Exercise requirements. Can you rewrite the records from the line with "locating car headlight" up to and including the line with "[0,114,25,135]", keeping each request and shifting every bounding box coordinate in the answers up by 82? Leave the requests unchanged and give only these lines.

----- Data provided -----

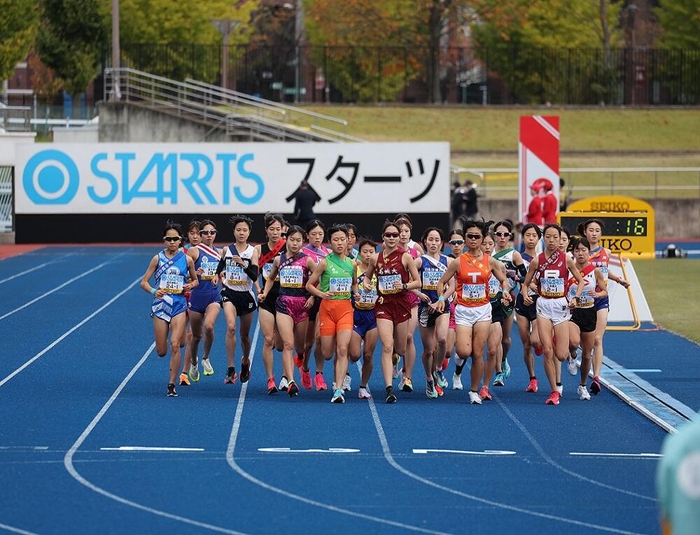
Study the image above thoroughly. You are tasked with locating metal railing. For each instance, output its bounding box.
[452,167,700,199]
[104,69,349,141]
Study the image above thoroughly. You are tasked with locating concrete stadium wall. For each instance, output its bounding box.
[479,198,700,240]
[99,102,228,143]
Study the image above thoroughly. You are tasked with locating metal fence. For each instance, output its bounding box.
[0,166,13,232]
[121,43,700,106]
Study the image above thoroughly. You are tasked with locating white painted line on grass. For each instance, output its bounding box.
[0,277,141,387]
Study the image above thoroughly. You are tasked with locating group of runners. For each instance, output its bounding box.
[141,214,629,405]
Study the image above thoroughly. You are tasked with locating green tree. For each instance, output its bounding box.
[0,0,39,81]
[36,0,108,115]
[120,0,260,82]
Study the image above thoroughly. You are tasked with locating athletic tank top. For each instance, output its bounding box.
[318,253,353,299]
[535,249,569,299]
[456,253,491,307]
[223,243,255,293]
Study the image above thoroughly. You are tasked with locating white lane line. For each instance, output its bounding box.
[493,395,656,503]
[366,378,634,534]
[0,253,123,321]
[100,446,204,452]
[569,451,663,459]
[63,344,249,535]
[226,323,443,535]
[413,448,516,455]
[0,277,141,387]
[0,524,37,535]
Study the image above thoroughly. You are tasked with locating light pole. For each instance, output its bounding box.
[211,19,241,89]
[111,0,122,100]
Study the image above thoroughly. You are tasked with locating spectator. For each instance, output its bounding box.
[293,180,321,228]
[656,416,700,535]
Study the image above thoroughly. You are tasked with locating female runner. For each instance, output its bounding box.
[578,219,630,395]
[141,221,199,397]
[258,225,316,397]
[217,215,259,384]
[306,225,358,403]
[180,219,221,384]
[363,221,420,403]
[437,221,510,405]
[523,224,584,405]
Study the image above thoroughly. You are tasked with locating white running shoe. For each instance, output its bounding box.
[576,385,591,401]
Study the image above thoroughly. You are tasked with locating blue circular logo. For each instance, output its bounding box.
[22,150,80,204]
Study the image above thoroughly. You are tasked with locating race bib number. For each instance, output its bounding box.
[226,262,248,286]
[421,269,442,290]
[160,273,185,294]
[462,284,486,303]
[378,275,401,294]
[199,256,219,280]
[328,277,352,297]
[280,266,304,288]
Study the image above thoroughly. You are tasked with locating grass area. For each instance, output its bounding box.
[634,258,700,344]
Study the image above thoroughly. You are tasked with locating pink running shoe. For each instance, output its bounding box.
[316,373,328,390]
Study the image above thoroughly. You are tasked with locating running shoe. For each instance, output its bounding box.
[202,358,214,375]
[299,368,312,390]
[469,390,481,405]
[544,390,561,405]
[294,353,304,368]
[316,373,328,391]
[267,377,279,396]
[433,370,447,388]
[224,366,238,385]
[241,359,250,383]
[501,359,510,379]
[391,353,401,379]
[187,363,199,383]
[357,386,372,399]
[576,385,591,401]
[425,381,437,399]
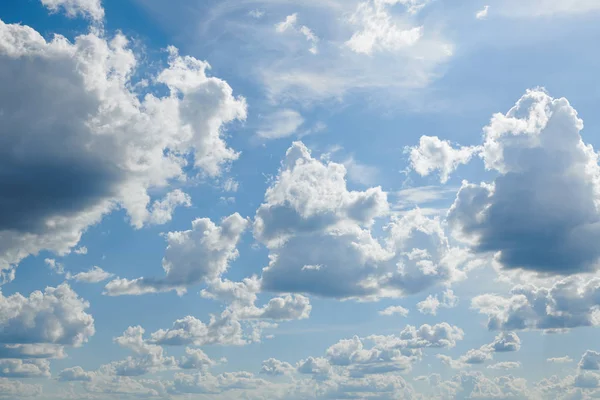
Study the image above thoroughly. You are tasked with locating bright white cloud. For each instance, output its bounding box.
[254,142,467,298]
[0,19,246,280]
[0,284,95,347]
[407,136,479,183]
[379,306,408,317]
[256,109,304,139]
[448,89,600,275]
[41,0,104,21]
[471,278,600,330]
[346,0,423,54]
[106,213,248,296]
[67,266,114,283]
[475,6,490,19]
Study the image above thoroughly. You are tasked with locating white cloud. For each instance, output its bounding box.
[106,213,248,296]
[475,6,490,19]
[0,284,95,347]
[0,19,246,280]
[546,356,573,364]
[379,306,408,317]
[41,0,104,21]
[577,350,600,371]
[58,366,95,382]
[0,359,50,378]
[417,289,458,315]
[275,13,319,54]
[488,361,521,370]
[254,142,467,298]
[447,89,600,275]
[260,358,296,376]
[471,278,600,330]
[346,0,423,54]
[256,109,304,139]
[68,266,114,283]
[407,136,479,183]
[0,378,42,399]
[149,189,192,225]
[495,0,600,18]
[73,246,87,255]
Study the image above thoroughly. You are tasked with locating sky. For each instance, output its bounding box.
[0,0,600,400]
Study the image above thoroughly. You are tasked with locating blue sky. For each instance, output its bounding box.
[0,0,600,400]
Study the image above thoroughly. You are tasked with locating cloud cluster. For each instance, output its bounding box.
[0,18,246,280]
[254,142,467,298]
[471,277,600,330]
[448,90,600,275]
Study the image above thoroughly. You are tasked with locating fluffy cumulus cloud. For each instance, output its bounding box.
[0,18,246,280]
[471,278,600,330]
[41,0,104,20]
[0,284,95,346]
[417,289,458,315]
[437,332,521,369]
[448,90,600,275]
[254,142,467,298]
[407,136,479,183]
[346,0,426,54]
[106,213,248,296]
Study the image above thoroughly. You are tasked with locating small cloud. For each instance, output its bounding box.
[74,246,87,255]
[256,109,304,139]
[248,10,265,19]
[475,6,490,19]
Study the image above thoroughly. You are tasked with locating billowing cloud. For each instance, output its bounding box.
[68,266,114,283]
[471,278,600,330]
[0,284,95,347]
[58,366,94,382]
[106,213,248,296]
[0,19,246,279]
[41,0,104,20]
[448,89,600,275]
[379,306,408,317]
[256,109,304,139]
[254,142,466,298]
[417,289,458,315]
[346,0,423,54]
[407,136,480,183]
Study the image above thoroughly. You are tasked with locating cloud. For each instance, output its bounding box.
[253,142,466,298]
[260,358,296,376]
[379,306,408,317]
[0,284,95,347]
[475,6,490,19]
[495,0,600,18]
[275,13,319,54]
[406,136,480,183]
[0,378,42,399]
[68,266,114,283]
[73,246,87,255]
[546,356,573,364]
[471,277,600,330]
[577,350,600,371]
[417,289,458,315]
[0,20,246,280]
[447,89,600,275]
[41,0,104,21]
[106,213,248,296]
[58,366,95,382]
[346,0,423,55]
[256,109,304,139]
[0,359,50,378]
[488,361,521,370]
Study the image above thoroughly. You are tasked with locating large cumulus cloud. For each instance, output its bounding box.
[0,18,246,279]
[448,90,600,275]
[254,142,465,298]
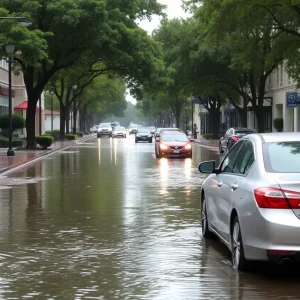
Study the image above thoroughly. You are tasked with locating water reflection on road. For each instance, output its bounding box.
[0,136,299,299]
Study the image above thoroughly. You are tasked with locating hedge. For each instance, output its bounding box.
[76,131,84,137]
[35,135,54,149]
[0,136,23,148]
[65,134,78,141]
[0,114,25,133]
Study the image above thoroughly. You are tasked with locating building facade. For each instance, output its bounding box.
[193,65,300,134]
[0,59,45,136]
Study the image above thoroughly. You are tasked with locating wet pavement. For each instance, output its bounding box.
[0,136,300,299]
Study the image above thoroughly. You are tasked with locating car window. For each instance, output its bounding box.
[233,141,254,174]
[99,123,111,128]
[220,142,244,173]
[263,141,300,173]
[162,134,188,142]
[138,128,150,133]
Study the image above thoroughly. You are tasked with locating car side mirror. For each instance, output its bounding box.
[198,160,216,174]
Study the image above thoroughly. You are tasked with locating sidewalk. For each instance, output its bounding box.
[195,135,219,148]
[0,134,95,173]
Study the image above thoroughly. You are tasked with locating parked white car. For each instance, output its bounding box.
[97,123,112,138]
[112,126,126,138]
[199,132,300,270]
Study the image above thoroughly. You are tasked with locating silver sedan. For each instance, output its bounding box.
[199,133,300,270]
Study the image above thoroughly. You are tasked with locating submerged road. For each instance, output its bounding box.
[0,136,300,300]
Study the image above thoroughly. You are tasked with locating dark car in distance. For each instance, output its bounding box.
[135,127,152,143]
[219,127,256,153]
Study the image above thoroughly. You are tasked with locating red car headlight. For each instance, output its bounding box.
[184,144,192,150]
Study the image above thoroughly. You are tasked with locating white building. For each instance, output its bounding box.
[193,66,300,133]
[0,59,44,134]
[44,109,60,131]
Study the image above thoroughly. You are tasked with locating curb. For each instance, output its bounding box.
[194,140,219,149]
[0,136,94,176]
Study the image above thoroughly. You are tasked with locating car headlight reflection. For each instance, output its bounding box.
[159,144,168,150]
[184,144,192,150]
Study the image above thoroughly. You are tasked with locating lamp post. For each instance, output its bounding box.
[71,84,77,134]
[185,104,188,135]
[5,44,15,156]
[50,90,54,136]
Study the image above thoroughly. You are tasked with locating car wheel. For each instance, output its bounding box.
[219,143,224,154]
[201,195,212,238]
[231,217,249,271]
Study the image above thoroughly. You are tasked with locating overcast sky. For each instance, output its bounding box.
[126,0,189,104]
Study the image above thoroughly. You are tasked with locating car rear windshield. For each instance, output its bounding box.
[263,141,300,173]
[99,123,111,128]
[138,127,150,132]
[235,130,254,135]
[162,134,188,142]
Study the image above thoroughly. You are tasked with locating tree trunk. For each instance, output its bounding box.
[209,111,220,139]
[254,106,265,133]
[59,103,66,140]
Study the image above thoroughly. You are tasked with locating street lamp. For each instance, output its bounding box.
[185,104,188,135]
[5,44,15,156]
[71,84,77,134]
[50,90,54,136]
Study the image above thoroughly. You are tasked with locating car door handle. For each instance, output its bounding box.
[231,184,239,191]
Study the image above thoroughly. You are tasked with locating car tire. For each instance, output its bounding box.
[231,217,249,271]
[219,143,224,154]
[201,195,213,238]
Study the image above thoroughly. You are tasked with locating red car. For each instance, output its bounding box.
[155,131,194,158]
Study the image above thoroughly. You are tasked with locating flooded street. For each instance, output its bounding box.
[0,136,300,300]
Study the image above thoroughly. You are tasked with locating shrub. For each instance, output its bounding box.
[273,118,283,132]
[45,129,60,141]
[35,135,54,149]
[202,133,213,140]
[65,134,78,141]
[0,136,23,148]
[76,131,84,137]
[0,114,25,135]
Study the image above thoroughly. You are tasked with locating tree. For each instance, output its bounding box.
[185,0,284,132]
[0,0,163,148]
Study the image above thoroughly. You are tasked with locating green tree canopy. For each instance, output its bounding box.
[0,0,163,148]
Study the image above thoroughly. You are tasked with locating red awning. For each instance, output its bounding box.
[15,100,40,110]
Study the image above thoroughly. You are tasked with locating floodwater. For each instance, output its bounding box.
[0,136,300,300]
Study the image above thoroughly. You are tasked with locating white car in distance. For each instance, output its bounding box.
[112,126,126,138]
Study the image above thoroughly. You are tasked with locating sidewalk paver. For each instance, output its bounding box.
[0,134,94,173]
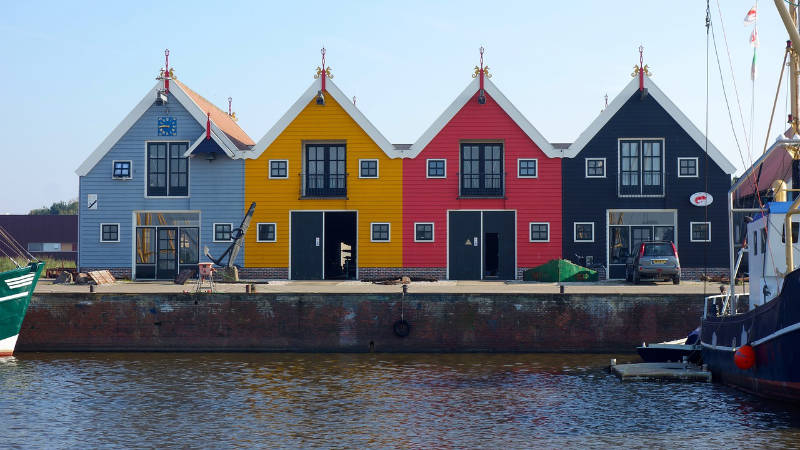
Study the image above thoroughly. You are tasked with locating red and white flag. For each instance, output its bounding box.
[750,27,758,48]
[744,5,756,26]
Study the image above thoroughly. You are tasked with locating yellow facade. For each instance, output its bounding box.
[245,89,403,268]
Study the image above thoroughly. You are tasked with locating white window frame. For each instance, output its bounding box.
[100,222,120,243]
[677,156,700,178]
[358,158,381,180]
[425,158,447,178]
[528,222,550,242]
[369,222,392,242]
[256,222,278,242]
[572,222,594,243]
[111,159,133,180]
[211,222,233,242]
[517,158,539,178]
[689,222,711,242]
[267,159,289,180]
[414,222,436,242]
[583,158,608,178]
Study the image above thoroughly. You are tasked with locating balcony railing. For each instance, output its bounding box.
[300,172,350,197]
[458,172,506,197]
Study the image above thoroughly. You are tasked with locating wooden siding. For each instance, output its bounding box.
[562,91,731,267]
[403,89,561,267]
[79,94,244,268]
[245,90,403,267]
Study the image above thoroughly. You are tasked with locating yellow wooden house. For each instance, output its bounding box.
[244,60,403,280]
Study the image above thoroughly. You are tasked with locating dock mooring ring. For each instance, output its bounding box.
[392,319,411,337]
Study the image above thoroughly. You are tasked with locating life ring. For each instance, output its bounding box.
[392,320,411,337]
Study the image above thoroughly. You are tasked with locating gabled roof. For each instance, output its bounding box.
[407,78,561,158]
[564,77,736,174]
[75,78,253,176]
[244,78,404,159]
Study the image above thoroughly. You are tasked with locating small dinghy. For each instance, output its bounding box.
[636,328,702,363]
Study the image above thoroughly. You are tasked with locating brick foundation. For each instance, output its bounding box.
[80,267,131,280]
[239,267,289,280]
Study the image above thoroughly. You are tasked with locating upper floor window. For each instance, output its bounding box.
[689,222,712,242]
[428,159,447,178]
[619,139,664,197]
[517,159,539,178]
[111,161,132,180]
[678,158,697,178]
[358,159,378,178]
[147,142,189,197]
[269,159,289,178]
[214,223,233,242]
[586,158,606,178]
[304,144,347,197]
[461,143,503,197]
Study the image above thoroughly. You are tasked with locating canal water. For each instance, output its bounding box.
[0,353,800,448]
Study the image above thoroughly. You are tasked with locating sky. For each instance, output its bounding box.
[0,0,787,214]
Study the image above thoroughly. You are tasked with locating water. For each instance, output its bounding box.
[0,353,800,448]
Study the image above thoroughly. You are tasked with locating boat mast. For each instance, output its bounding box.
[774,0,800,274]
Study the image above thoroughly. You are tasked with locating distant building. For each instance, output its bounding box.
[0,215,78,261]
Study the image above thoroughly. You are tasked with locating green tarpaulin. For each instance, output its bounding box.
[522,259,598,282]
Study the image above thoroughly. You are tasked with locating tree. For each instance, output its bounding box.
[28,199,79,216]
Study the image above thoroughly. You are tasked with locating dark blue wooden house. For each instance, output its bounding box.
[562,76,736,279]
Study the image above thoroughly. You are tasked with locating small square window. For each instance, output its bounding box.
[517,159,539,178]
[531,222,550,242]
[678,158,697,178]
[414,223,433,242]
[214,223,233,242]
[358,159,378,178]
[586,158,606,178]
[575,222,594,242]
[100,223,119,242]
[428,159,447,178]
[269,159,289,178]
[256,223,276,242]
[689,222,711,242]
[372,223,390,242]
[111,161,131,179]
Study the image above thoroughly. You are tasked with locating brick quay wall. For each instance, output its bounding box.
[17,293,703,352]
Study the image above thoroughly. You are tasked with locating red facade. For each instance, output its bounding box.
[403,91,562,278]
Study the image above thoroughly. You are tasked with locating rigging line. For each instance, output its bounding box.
[712,0,753,165]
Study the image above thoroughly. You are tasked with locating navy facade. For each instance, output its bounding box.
[562,90,731,278]
[78,94,245,275]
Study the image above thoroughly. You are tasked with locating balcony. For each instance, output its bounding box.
[300,172,350,198]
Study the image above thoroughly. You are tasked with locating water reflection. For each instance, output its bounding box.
[0,353,800,448]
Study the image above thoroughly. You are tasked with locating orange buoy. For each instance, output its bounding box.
[733,344,756,370]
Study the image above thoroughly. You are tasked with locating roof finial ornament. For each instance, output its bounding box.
[314,47,333,91]
[472,45,492,105]
[631,45,653,91]
[228,97,237,122]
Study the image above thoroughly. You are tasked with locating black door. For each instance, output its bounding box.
[290,211,323,280]
[447,211,483,280]
[156,228,178,279]
[483,211,516,280]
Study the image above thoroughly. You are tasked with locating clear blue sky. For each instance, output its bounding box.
[0,0,786,213]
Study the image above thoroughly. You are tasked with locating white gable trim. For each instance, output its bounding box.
[75,81,240,177]
[407,78,561,158]
[183,127,235,159]
[75,81,161,177]
[564,77,736,174]
[244,79,403,159]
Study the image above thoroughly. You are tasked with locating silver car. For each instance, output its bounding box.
[625,241,681,284]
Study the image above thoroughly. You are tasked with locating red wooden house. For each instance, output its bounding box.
[403,52,562,280]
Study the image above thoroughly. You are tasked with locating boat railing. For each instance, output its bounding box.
[703,293,750,319]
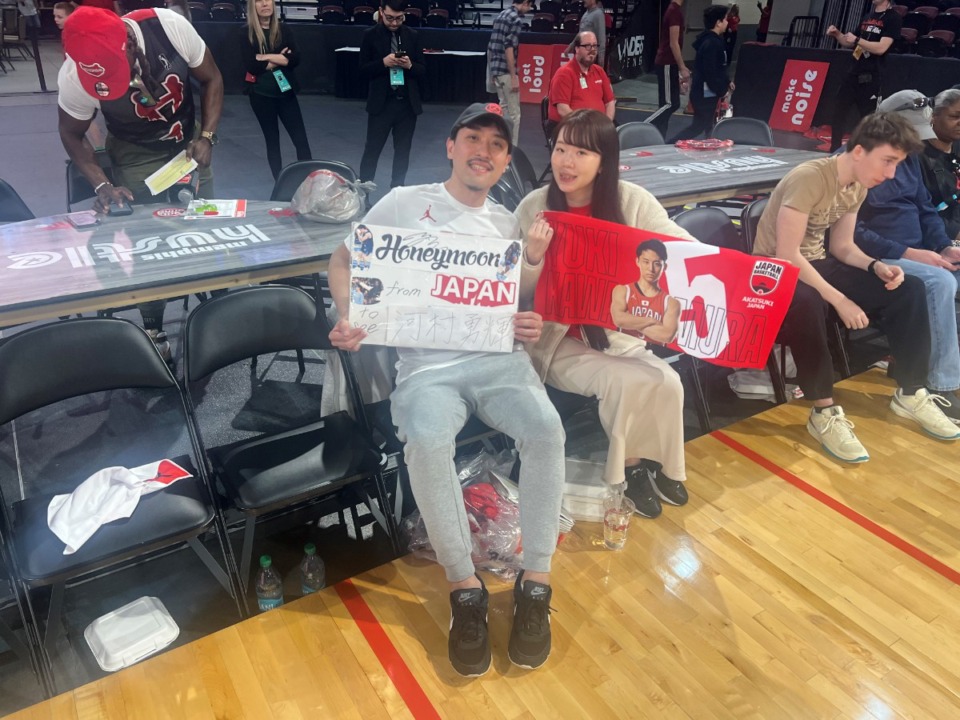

-----

Written solution.
Study the image above thoroughly. You are tasked with locating car headlight reflection. For each instance, output its bounding box.
[241,226,250,232]
[266,226,274,232]
Study the image above thoroughly. You are tasked with locating lamp post. For each instance, output its bounding box.
[153,166,159,216]
[267,186,270,217]
[87,126,97,238]
[132,172,136,218]
Study the image above thoroughly. You are tasked with locating car wheel. For each instance, output its bounding box.
[301,225,306,236]
[283,277,294,320]
[313,299,331,353]
Study the image above thoroughly. You are tasked with locating overcast sky. For each instance, output its bounding box.
[208,82,271,186]
Study the image above thoroughly. You are tasked with locating car rear windshield. For each instance, output its bounding box.
[345,223,382,255]
[181,205,193,210]
[220,209,232,214]
[317,212,336,217]
[244,216,270,224]
Study the image above thoroughly. You are tasked with locating tree trunk. For each instance, output its bounding box.
[291,193,302,221]
[336,188,347,215]
[141,185,148,222]
Study the image above thoroughly. You are tasked with locating street lamp. For each instance, output its bounding box.
[267,186,270,217]
[87,126,97,238]
[153,166,159,216]
[132,172,136,218]
Study the image above thoroughly. You are tasked with locating car door handle. For each instance, output its bounding box.
[313,266,321,273]
Study the image above thoroughly. You are tasked with locating car tire. For each instance, output its bounding box.
[313,299,331,353]
[301,225,306,236]
[283,277,295,320]
Study the image above thoroughly. You are tasked with locating red car. For each instance, output its bounding box.
[237,213,276,240]
Study the image above thoroughly. You are tasked with locating flooded street. For each instance, output its bounding box.
[82,218,382,382]
Study the image above thoroughly. You are tasked with locating shrub. For each instance, output its bounding box.
[355,200,365,214]
[127,211,142,223]
[117,217,136,231]
[284,215,295,222]
[147,216,160,223]
[82,218,105,230]
[158,213,166,219]
[82,196,107,217]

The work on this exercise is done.